Format the lines of the listing from the one containing "Each instance of the bottle" through the end of the listing, inclusive, as a Markdown table with the columns Row and Line. Skip blank lines, and leave the pictures out of the answer.

* START SUPPLIED ENTRIES *

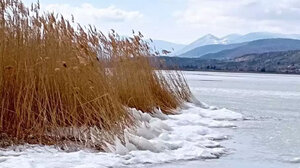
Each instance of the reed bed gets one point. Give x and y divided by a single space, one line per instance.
60 83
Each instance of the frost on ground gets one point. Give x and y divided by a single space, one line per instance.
159 139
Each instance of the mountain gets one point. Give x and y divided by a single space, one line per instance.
232 39
209 49
258 46
272 62
205 40
159 45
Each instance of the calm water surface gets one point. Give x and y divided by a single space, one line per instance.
270 138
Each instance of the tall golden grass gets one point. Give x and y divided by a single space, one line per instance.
55 77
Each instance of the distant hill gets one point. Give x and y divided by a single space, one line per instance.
159 45
205 40
273 62
209 49
258 46
233 39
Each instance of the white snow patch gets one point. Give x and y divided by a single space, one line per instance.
191 134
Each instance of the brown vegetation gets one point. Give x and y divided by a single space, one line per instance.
61 83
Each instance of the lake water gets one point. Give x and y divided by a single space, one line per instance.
271 102
269 137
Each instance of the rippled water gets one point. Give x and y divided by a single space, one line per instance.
271 102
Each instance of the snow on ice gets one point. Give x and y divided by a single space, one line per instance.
189 135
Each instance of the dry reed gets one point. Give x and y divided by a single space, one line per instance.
63 83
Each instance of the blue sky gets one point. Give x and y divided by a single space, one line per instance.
182 21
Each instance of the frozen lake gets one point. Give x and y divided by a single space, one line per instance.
271 136
197 137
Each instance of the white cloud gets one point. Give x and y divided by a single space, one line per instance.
88 14
241 16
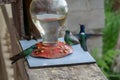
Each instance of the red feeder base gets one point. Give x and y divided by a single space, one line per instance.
57 51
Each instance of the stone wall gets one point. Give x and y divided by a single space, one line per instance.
90 13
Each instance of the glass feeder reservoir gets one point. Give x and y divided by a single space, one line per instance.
48 16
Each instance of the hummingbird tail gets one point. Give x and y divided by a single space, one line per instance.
16 58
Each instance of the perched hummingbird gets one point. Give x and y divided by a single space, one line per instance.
82 38
22 54
69 39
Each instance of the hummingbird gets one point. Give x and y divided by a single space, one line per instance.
82 38
69 39
22 54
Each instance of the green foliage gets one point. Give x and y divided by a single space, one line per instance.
111 31
110 38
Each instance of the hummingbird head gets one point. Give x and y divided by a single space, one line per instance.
67 32
34 47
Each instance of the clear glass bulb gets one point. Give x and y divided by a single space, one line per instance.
48 16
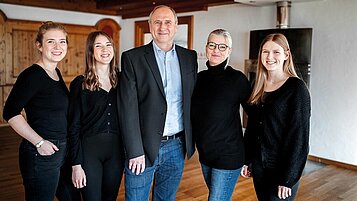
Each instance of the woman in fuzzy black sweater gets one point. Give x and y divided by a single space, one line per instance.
216 122
277 134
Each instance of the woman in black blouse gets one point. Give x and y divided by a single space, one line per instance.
41 91
96 147
277 134
216 124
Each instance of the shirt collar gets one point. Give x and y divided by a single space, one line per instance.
159 51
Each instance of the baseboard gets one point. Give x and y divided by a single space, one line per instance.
331 162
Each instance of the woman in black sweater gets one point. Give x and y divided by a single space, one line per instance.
41 91
96 146
277 134
216 122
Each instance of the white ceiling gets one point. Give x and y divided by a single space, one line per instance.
268 2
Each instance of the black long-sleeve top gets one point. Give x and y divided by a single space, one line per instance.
90 113
278 130
216 121
45 102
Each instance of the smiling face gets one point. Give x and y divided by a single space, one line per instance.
163 26
54 46
273 56
103 50
216 56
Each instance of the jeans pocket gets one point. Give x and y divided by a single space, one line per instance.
137 181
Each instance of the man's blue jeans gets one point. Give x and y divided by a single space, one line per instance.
220 182
165 174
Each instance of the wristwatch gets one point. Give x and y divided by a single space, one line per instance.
39 144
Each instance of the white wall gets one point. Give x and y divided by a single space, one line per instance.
61 16
333 71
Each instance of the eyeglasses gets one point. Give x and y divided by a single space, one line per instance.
212 45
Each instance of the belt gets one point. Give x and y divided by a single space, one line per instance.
171 137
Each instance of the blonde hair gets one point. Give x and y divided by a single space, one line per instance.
262 74
48 25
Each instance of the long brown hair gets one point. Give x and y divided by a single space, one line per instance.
262 74
91 79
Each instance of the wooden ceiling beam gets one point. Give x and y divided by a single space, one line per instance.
88 6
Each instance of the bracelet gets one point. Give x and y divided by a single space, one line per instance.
39 144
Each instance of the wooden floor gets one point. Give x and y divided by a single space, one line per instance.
326 184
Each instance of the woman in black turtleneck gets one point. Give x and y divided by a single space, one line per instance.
216 121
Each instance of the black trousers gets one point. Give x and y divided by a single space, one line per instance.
266 184
41 174
103 165
66 190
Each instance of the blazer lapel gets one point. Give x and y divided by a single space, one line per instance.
183 61
150 58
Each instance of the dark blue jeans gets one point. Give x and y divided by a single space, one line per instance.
41 174
165 174
220 182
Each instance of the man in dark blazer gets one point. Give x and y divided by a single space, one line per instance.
155 89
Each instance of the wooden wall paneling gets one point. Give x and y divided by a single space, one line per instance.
2 102
24 50
2 48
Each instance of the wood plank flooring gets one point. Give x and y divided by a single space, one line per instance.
329 183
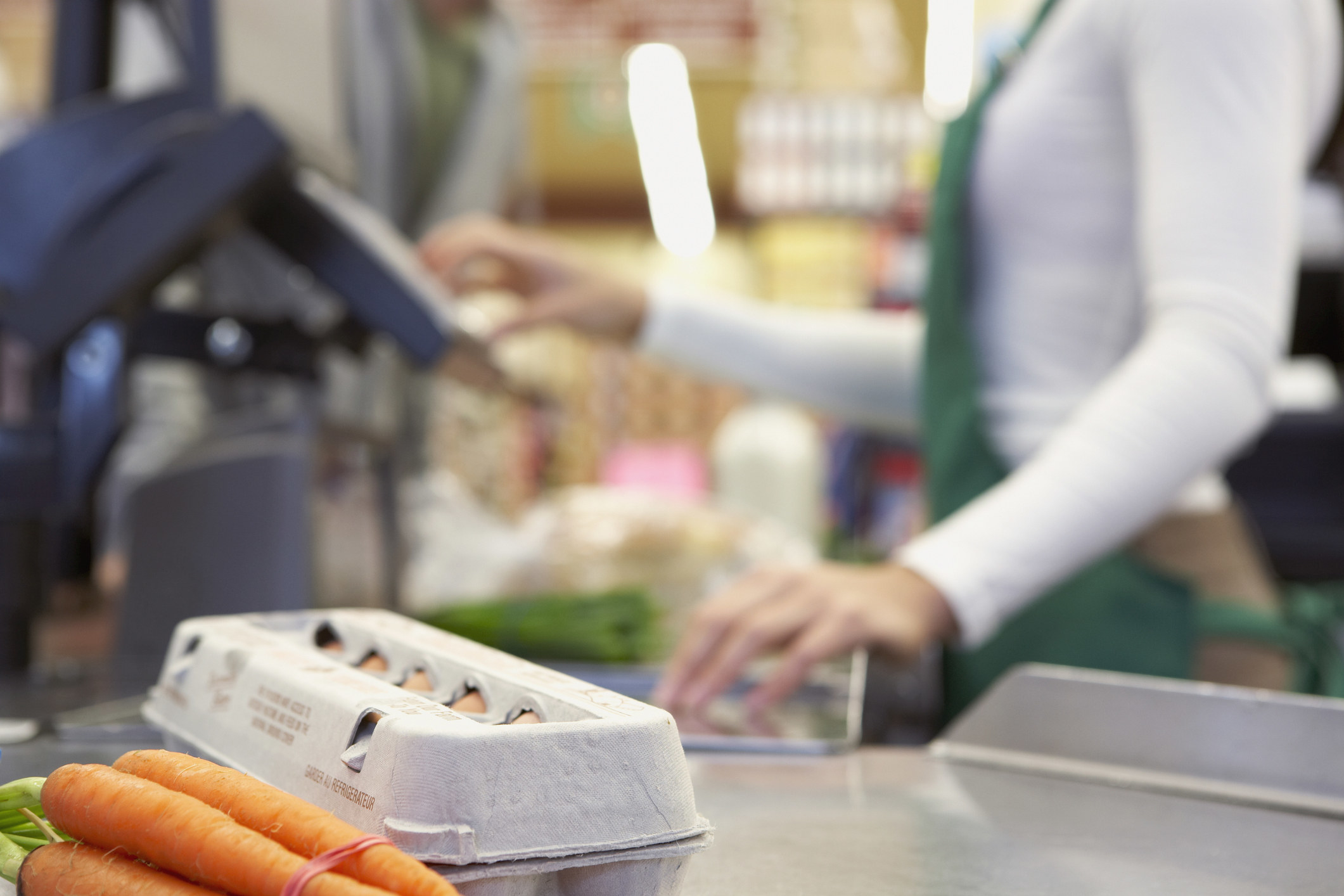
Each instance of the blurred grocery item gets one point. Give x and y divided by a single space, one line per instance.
771 460
617 626
815 262
827 153
875 495
675 469
475 793
582 541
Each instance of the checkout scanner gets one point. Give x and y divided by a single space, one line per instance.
100 205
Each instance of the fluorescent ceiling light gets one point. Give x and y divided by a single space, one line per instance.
949 57
663 115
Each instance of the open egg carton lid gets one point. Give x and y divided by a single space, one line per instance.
314 703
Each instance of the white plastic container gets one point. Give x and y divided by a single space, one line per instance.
771 458
601 783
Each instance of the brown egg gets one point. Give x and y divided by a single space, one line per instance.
374 663
418 681
470 701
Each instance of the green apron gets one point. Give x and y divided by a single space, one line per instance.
1118 613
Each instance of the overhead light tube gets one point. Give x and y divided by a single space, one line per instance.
949 58
663 115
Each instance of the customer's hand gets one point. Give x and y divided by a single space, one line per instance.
484 253
809 614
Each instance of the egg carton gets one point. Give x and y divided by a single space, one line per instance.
351 710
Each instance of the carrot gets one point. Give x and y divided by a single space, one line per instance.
74 869
109 809
295 824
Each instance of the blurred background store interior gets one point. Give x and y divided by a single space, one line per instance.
616 483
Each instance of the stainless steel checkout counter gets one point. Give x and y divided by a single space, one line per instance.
1059 782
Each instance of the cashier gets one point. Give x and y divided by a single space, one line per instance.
1115 246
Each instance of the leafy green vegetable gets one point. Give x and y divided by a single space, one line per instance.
22 824
617 626
22 794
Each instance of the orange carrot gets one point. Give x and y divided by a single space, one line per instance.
295 824
109 809
74 869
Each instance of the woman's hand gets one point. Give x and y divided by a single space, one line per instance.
485 253
811 614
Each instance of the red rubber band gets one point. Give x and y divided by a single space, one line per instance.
328 860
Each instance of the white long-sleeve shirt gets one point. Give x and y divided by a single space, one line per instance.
1135 205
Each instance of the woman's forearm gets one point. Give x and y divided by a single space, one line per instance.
859 367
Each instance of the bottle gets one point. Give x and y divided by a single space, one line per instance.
769 458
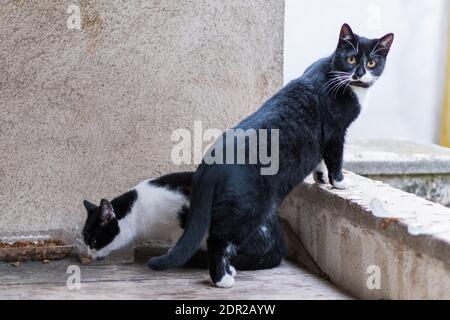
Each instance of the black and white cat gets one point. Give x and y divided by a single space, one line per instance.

* END SUPPLIED ENTRIES *

◆ RESULT FOR THIS EXERCISE:
| Row | Line |
|---|---|
| 1 | Each instance of the bottle gets one point. Give x and y divided by a single space, one line per instance. |
| 2 | 769 458 |
| 3 | Each instance of the black and white cat gets one point. Give x and y divided by a single space, one line per instance. |